While it is possible that the actual testimony offered does not constitute hearsay, or falls within an exception, see Wis. Stat. § 908.03(3) (statement of declarant's then existing state of mind not hearsy), and thus would not violate McFarland's right of confrontation, I am unable to make that determination from the face of the petition and the attached exhibits. I therefore conclude that McFarland has raised at least a colorable constitutional issue under the confrontation clause. Since he also claims that his Sixth Amendment right to effective assistance of counsel was violated when his attorney failed to object to the challenged testimony, it follows that he may also proceed with that claim as well. Ineffective assistance of counsel is clearly a constitutional ground for habeas relief under Strickland v. Washington, 466 U.S. 668 (1984).

B. Ineffective Assistance of Counsel

McFarland asserts multiple other claims of ineffective assistance of counsel. To prevail on a claim of ineffective assistance of counsel, a petitioner "must show that counsel's performance was deficient . . . [and] . . . the deficient performance prejudiced the defense." Id. at 687. If the court determines that the petitioner has failed to satisfy either component of the Strickland test, it need not address the other. See Chichakly v. United States, 926 F.2d 624, 630-31 (7th Cir. 1991). I will address each of his claims in turn.

1. Failure to object to multiplicitous charges

McFarland claims trial counsel provided ineffective assistance by failing to challenge, on multiplicity grounds, the charges of first-degree reckless injury with the use of a dangerous weapon and endangering safety by use of a dangerous weapon. However, "the Double Jeopardy Clause is not offended when a defendant is convicted under two provisions, so long as `each provision requires proof of a fact which the other does not.'" U.S. v. Ghilarducci, 480 F.3d 542, 550 (7th Cir. 2007) (quoting Blockburger v. United States, 284 U.S. 299, 304 (1932)). If two provisions differ in this manner, it is presumed that the legislature intended to allow cumulative punishments, absent indication of contrary legislative intent. The Wisconsin Court of Appeals concluded that each of the charges brought against McFarland required proof of a fact which the other did not. For example, the court concluded that the offense of endangering safety by use of a dangerous weapon required that a firearm be discharged, whereas the offense of first-degree reckless injury did not, and that the latter offense, unlike the former, required that the defendant caused great bodily harm. The court indicated that McFarland did not offer any argument to rebut the presumption that the legislature intended cumulative punishment. Thus, the court properly applied controlling federal precedent to determine that the charges were not multiplicitous and counsel was not ineffective for failing to challenge the charges on that basis.
====================
WHAT TO WORK ON:
(a) Would you set down, word for word, the part of the habeas ruling starting with "B. Ineffective Assistance" and going on through "claims in turn."?
(b) What does the habeas ruling say on each of these points?
(i) Which Wisconsin statute section does it cite for a declarant's then existing state of mind?
(ii) Which case does it cite for the rule that a court need not address the other component of the Strickland test when one fails?
(iii) Which of the two charged offenses required that a firearm be discharged?

RAW DATA:
====================
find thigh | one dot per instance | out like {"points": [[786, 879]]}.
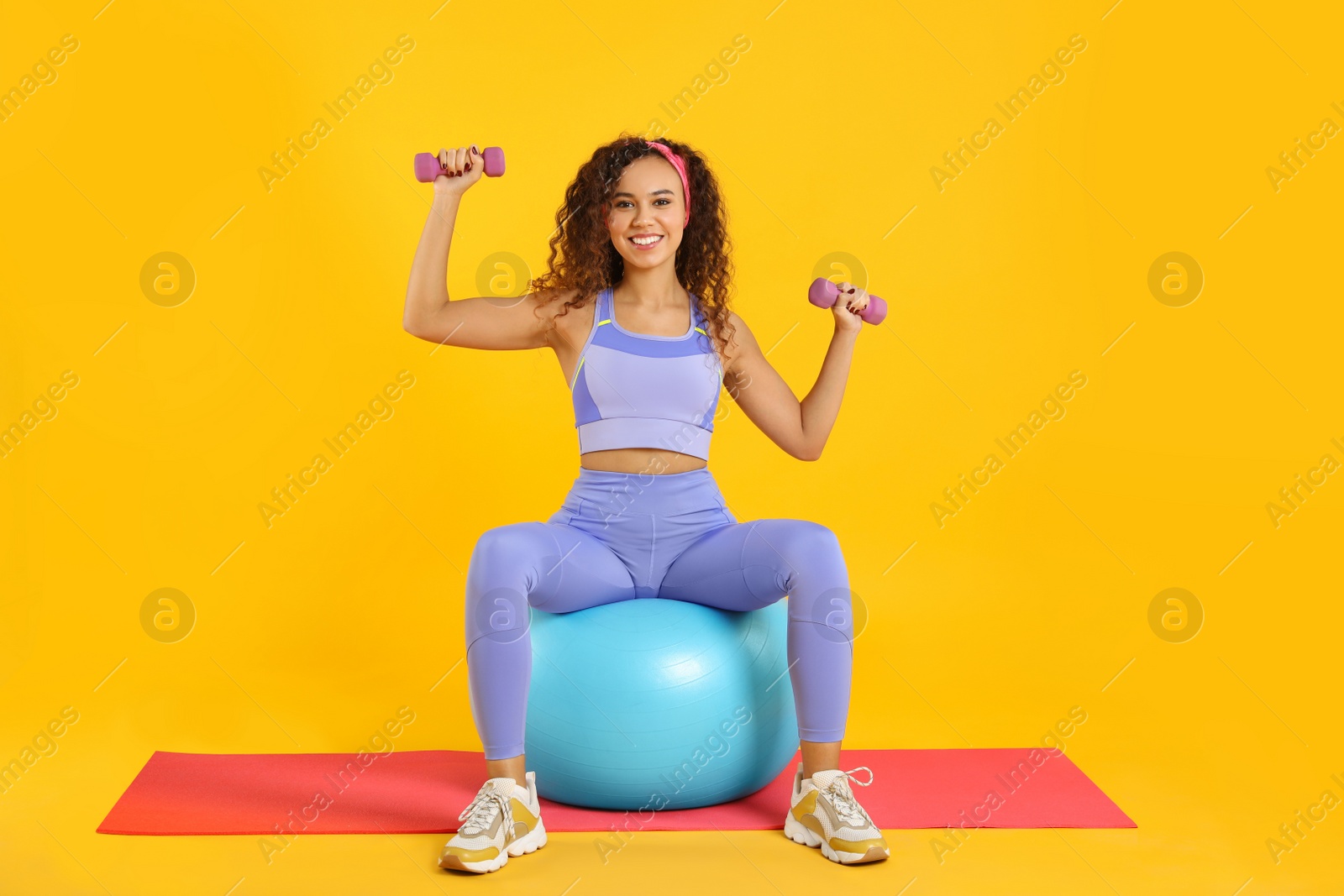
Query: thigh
{"points": [[554, 566], [745, 566]]}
====================
SOLUTIONS IN ORDER:
(a)
B. Ineffective Assistance of Counsel

McFarland asserts multiple other claims of ineffective assistance of counsel. To prevail on a claim of ineffective assistance of counsel, a petitioner "must show that counsel's performance was deficient . . . [and] . . . the deficient performance prejudiced the defense." Id. at 687. If the court determines that the petitioner has failed to satisfy either component of the Strickland test, it need not address the other. See Chichakly v. United States, 926 F.2d 624, 630-31 (7th Cir. 1991). I will address each of his claims in turn.

(b)
(i) Wis. Stat. § 908.03(3)
(ii) Chichakly v. United States, 926 F.2d 624, 630-31 (7th Cir. 1991)
(iii) Endangering safety by use of a dangerous weapon